Can you rewrite every item below as a numbered list of its lines, skipping blank lines and leaving the pictures out of your answer?

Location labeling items
┄┄┄┄┄┄┄┄┄┄┄┄┄┄┄┄┄┄┄┄

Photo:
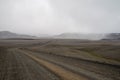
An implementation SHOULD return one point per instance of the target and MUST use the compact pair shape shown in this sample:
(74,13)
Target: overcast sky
(59,16)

┄┄┄┄┄┄┄┄┄┄┄┄┄┄┄┄┄┄┄┄

▶ **Answer**
1. Photo:
2. An implementation SHOULD return one point per instance of the target and MUST use the compact pair shape shown in this sample:
3. (74,13)
4. Target: overcast sky
5. (59,16)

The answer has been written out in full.